● Quoted passage

------------------------------

In a work context, I am more ‘professional’ – whatever that means. Maybe less allowing my emotions to take-over and yet still having those moments thinking about the people on my team – ‘Why the hell has he done that?’. ‘How the sh1t did that happen? Is she stupid’? Born out of frustration, a need to get a lot done, and more wondering why people ‘just don’t get it’.
If it does, then you’re in the right place. In the right place to see it from another angle. Maybe even change your behaviour a little. Let’s see…
Dr Henry Cloud wrote in his book, Boundaries for Leaders a quote:
‘Hard on the issue, soft on the person’.
Most people have heard of it. Yet, I for one, struggle with it. What does it mean? Going soft? Being a ‘wuss’? I’d be trampled on, but the idea intrigued me enough to find out more.
Researching the Other Angle
Imagine that you need to hold someone accountable. Most leaders approach to holding someone accountable is to revert to the fight or flight principle.
Normally, as a leader, you know that having to hold people accountable is part of the job description, yet the way most leaders manage this, is ‘monkey see, monkey do’. This means they saw their leaders fight, so they ‘fight’. Adopting a tough and cold tone, and taking the person to task. Just like I did with Jack (son). As leaders, we do have this option. However, as Dr Henry Cloud alludes we also have other options. He suggests the best leaders set boundaries for themselves and their team to improve performance and increase satisfaction.
A Boston Matrix of Options
Let’s see those options as 4 choices using a Boston matrix:
The x-axis is your temperature; Cold to warm, or hostile to compassionate. The y-axis is your assertiveness; passive to assertive.

------------------------------

● Tasks to carry out
**A.** In the passage on accountability in leadership, which book by Dr Henry Cloud contains the quote?
**B.** Print the section of the passage on accountability in leadership that starts at "Most people have" and ends at "find out more.".
**C.** Proceed with the passage on accountability in leadership from the point where it stops.

------------------------------

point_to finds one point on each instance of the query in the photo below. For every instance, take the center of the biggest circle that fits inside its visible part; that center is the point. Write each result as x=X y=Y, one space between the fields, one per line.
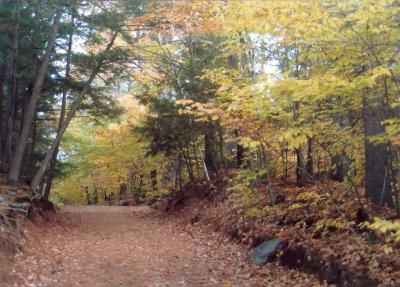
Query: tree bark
x=300 y=167
x=39 y=175
x=377 y=182
x=209 y=150
x=11 y=99
x=13 y=175
x=53 y=161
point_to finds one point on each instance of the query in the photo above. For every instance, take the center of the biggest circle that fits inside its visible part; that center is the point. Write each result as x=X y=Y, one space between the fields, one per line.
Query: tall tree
x=14 y=173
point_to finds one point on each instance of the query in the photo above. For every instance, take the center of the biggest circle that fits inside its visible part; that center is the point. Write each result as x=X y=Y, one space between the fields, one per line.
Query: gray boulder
x=266 y=251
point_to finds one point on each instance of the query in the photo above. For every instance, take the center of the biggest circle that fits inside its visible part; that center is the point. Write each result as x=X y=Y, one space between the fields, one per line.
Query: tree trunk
x=13 y=175
x=221 y=149
x=310 y=160
x=68 y=119
x=239 y=152
x=11 y=98
x=377 y=183
x=300 y=167
x=204 y=164
x=53 y=161
x=209 y=150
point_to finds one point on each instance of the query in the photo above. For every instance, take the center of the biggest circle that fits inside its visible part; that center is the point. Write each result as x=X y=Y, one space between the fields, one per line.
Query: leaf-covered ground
x=135 y=246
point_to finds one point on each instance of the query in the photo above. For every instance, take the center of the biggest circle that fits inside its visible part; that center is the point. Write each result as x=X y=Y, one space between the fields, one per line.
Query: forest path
x=131 y=246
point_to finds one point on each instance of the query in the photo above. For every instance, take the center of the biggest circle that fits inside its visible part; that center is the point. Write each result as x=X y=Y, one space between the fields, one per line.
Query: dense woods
x=102 y=101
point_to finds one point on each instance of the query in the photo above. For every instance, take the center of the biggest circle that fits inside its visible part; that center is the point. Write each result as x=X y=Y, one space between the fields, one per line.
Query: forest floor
x=135 y=246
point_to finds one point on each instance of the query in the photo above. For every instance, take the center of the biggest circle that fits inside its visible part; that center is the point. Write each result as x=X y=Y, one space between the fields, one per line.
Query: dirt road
x=132 y=246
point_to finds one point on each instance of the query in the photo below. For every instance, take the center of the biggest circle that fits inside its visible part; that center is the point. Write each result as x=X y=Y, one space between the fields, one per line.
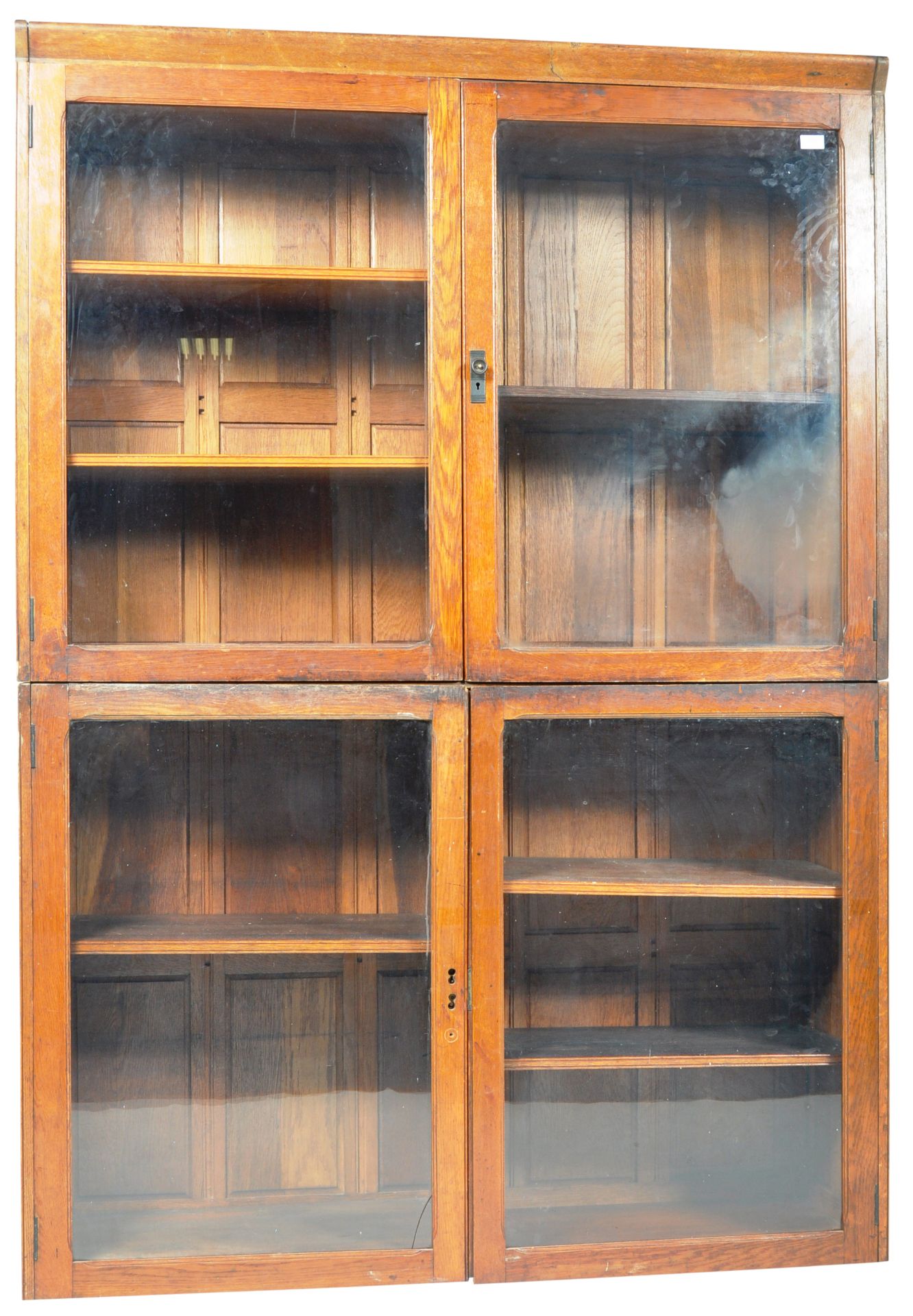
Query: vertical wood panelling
x=50 y=905
x=48 y=552
x=445 y=378
x=860 y=386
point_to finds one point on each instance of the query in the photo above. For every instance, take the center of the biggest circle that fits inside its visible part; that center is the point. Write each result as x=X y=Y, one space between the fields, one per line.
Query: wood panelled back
x=239 y=1078
x=645 y=261
x=287 y=561
x=249 y=818
x=246 y=187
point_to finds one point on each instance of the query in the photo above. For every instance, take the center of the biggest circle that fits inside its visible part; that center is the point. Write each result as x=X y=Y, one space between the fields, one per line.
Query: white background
x=874 y=28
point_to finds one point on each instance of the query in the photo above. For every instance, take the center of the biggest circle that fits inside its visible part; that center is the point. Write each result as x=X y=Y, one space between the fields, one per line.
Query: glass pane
x=250 y=987
x=246 y=398
x=672 y=982
x=670 y=433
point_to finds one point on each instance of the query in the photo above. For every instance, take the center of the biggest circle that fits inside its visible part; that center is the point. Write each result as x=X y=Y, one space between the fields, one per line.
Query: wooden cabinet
x=249 y=981
x=376 y=389
x=682 y=419
x=674 y=965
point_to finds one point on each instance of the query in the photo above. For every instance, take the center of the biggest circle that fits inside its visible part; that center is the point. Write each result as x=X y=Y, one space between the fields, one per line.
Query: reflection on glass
x=250 y=988
x=226 y=316
x=672 y=985
x=670 y=396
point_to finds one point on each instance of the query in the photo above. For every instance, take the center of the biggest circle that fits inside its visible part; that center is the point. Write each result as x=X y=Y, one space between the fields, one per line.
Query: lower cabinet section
x=675 y=971
x=252 y=1029
x=257 y=1001
x=250 y=1104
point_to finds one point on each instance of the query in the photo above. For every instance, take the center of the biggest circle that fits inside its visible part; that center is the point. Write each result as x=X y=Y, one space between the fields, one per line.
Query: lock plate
x=478 y=371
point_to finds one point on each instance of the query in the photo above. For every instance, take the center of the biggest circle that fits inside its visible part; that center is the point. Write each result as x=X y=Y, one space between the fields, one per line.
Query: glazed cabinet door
x=677 y=912
x=674 y=462
x=249 y=987
x=246 y=436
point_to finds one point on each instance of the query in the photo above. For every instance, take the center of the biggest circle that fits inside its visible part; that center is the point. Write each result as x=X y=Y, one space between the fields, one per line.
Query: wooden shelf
x=666 y=1048
x=792 y=879
x=291 y=1223
x=194 y=276
x=203 y=465
x=586 y=409
x=246 y=935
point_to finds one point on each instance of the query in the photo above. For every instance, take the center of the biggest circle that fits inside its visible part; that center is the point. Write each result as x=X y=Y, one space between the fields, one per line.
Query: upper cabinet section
x=260 y=417
x=668 y=463
x=246 y=187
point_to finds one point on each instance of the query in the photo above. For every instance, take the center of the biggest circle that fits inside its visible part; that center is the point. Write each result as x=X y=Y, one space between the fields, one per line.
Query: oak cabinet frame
x=452 y=663
x=864 y=928
x=491 y=656
x=51 y=655
x=56 y=711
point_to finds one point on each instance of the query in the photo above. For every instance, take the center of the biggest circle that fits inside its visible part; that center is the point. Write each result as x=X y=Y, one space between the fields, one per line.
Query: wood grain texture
x=227 y=1274
x=480 y=441
x=884 y=1058
x=861 y=981
x=48 y=556
x=538 y=600
x=861 y=461
x=27 y=988
x=545 y=1048
x=223 y=465
x=665 y=1258
x=665 y=1048
x=445 y=57
x=141 y=82
x=50 y=892
x=244 y=935
x=600 y=104
x=227 y=700
x=450 y=1027
x=187 y=276
x=721 y=879
x=487 y=912
x=881 y=379
x=445 y=374
x=23 y=313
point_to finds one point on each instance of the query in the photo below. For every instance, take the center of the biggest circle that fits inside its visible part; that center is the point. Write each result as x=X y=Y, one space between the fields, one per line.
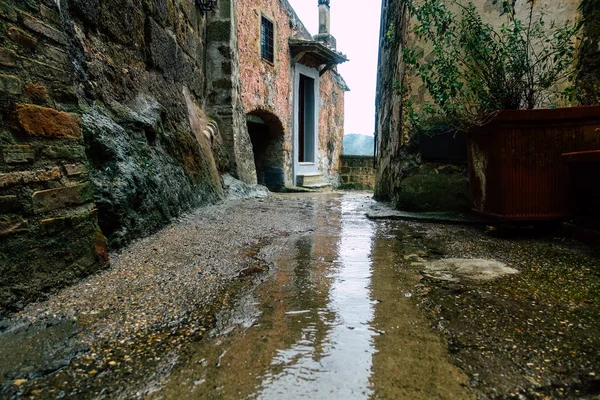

------------------------------

● Answers for the tasks
**A.** Boundaries for Leaders.

**B.**
Most people have heard of it. Yet, I for one, struggle with it. What does it mean? Going soft? Being a ‘wuss’? I’d be trampled on, but the idea intrigued me enough to find out more.

**C.**
1.Bottom-Left Box: Cold and Passive – Cold Contempt
This box is chosen by a new leader or a leader that lacks the confidence to lead people. They hold people accountable with ‘Cold contempt’. An example is if you were to make the person wait for a meeting to start, ‘forget’ to copy them in on emails they need, and/or discuss their poor performance with your line manager. This is the flight mode.
2. Top-Left Box: Cold and Assertive – Hot Contempt
Most leaders hold people accountable from this box. Cold and assertive. This is the fight mode. An example of adopting this style is to ‘have it out’ with someone. You would be detached from the person, very fact-driven, and direct. Whilst this may sound ‘professional’, the challenge with this quadrant is that most people will not change as a result of using this option. More about change later in this article.
3. Bottom-Right Quadrant: Warm and Passive – Doormat
This leader wants to be everyone’s friend. We all do. Just that, as leaders, well – you can’t be. A good leader inspires, shares a vision, and also has to hold people accountable. A passive person does not. They want to be strong, yet lack the self-confidence with this skill. Therefore, they try to get their team to do what they need through being kind and also by just doing it themselves. An example of this leader is someone who will work a lot of hours to bridge-the-gap between the demands of senior management and what their team is achieving.
4. Top-Right Quadrant: Warm and Assertive – The Effective Leader
A leader choosing this quadrant understand that people are the key to success. Without them, your ability to reach higher, as a leader, is limited. Most people that work for a leader want to feel that the leader has their best interests at heart and will tell them when they have done well and when they have not.
An example of an effective leader that holds people accountable is someone that uses language like:
‘I know you want to do a good job. I have seen it many times. On the occasion of last week, with the client, you did not. The presentation was not engaging and that meant that the client might not choose us. Let me understand why please’.
What’s Wrong With Choosing the Hot Contempt Option?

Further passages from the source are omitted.